Records provided
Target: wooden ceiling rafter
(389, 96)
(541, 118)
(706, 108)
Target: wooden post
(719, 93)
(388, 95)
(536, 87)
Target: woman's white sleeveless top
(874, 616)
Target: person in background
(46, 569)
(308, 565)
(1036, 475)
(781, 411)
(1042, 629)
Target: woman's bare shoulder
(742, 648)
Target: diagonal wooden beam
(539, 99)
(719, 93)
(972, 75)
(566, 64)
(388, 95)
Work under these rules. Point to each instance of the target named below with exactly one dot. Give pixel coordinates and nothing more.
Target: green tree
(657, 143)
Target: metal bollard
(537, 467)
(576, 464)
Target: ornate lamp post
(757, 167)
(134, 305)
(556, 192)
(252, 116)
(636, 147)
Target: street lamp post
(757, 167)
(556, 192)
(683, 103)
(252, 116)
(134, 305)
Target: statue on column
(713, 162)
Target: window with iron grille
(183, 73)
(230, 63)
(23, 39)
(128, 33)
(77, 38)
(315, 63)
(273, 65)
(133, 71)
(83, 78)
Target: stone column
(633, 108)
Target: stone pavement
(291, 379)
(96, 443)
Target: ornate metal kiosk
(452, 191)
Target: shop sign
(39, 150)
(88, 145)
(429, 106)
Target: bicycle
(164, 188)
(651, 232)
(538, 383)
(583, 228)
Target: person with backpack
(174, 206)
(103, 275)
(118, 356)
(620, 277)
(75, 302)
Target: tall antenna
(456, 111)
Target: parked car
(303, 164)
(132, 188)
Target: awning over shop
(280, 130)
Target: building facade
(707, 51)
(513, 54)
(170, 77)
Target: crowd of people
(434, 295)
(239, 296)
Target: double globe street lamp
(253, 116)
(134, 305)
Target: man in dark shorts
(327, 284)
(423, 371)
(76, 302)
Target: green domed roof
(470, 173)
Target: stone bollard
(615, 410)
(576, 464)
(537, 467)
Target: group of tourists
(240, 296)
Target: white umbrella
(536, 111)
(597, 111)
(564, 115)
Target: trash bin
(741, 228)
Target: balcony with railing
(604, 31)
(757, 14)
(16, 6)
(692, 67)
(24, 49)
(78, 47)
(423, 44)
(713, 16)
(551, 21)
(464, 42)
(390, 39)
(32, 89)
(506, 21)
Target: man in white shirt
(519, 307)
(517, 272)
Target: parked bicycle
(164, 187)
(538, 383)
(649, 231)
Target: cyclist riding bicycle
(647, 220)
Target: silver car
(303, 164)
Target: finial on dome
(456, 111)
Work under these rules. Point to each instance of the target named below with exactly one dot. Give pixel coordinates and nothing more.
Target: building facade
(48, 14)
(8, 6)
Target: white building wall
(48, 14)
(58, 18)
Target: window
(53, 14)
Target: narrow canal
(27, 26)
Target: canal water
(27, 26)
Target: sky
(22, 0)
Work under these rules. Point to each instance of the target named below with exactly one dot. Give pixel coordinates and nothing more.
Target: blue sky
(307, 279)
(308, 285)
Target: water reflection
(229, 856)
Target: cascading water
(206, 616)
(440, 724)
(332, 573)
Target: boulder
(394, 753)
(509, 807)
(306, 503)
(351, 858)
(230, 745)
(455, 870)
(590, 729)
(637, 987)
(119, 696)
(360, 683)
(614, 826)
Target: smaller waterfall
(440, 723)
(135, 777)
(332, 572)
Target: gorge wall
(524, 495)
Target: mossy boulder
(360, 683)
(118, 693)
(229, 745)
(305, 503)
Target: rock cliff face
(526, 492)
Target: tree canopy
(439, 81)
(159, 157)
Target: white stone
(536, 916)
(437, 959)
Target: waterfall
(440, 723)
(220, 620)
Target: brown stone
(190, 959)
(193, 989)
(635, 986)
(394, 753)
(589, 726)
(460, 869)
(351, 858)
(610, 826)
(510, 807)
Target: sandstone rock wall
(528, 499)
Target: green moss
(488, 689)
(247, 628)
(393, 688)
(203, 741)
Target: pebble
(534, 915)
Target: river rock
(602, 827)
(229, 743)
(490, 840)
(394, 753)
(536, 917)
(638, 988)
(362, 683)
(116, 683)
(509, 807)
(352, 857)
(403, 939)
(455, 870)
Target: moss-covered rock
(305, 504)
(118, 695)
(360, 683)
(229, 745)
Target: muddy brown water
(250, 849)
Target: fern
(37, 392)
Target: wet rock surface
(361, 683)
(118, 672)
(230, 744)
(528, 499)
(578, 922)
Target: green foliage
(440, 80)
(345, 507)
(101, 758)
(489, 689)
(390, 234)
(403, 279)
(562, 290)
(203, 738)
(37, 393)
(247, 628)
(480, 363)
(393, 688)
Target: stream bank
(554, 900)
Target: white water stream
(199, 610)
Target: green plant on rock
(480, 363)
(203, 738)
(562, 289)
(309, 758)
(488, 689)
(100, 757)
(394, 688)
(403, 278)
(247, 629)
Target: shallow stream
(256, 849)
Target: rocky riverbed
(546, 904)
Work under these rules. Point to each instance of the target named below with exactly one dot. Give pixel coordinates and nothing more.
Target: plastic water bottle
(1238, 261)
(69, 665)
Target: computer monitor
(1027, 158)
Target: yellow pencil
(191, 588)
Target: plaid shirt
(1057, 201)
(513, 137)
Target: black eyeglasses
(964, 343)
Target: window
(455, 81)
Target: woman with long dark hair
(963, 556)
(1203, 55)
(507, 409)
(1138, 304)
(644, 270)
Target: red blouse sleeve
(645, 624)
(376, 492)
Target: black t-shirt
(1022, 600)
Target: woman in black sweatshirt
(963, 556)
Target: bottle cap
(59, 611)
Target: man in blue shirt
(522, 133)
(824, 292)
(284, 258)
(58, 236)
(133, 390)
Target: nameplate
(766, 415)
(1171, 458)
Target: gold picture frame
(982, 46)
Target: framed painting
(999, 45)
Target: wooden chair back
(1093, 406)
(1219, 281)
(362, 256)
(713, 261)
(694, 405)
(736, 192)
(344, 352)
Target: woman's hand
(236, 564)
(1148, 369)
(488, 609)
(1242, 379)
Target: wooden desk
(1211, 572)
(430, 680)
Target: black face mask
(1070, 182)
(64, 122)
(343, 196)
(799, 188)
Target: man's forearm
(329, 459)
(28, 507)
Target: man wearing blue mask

Requirement
Could you write out the lines from the one holding "Target: plaid shirt" through the one holding "(1022, 600)", inclusive, with 19 added to every number in the answer coordinates and all other lines left unchanged? Include only those lines.

Task answer
Target: plaid shirt
(1076, 220)
(532, 156)
Target: black eyeglasses
(983, 362)
Target: window
(474, 100)
Target: woman with long dark hair
(982, 575)
(1222, 74)
(526, 428)
(1157, 323)
(663, 289)
Target: red blouse sleeve
(664, 643)
(395, 511)
Target: black t-shirt
(1041, 619)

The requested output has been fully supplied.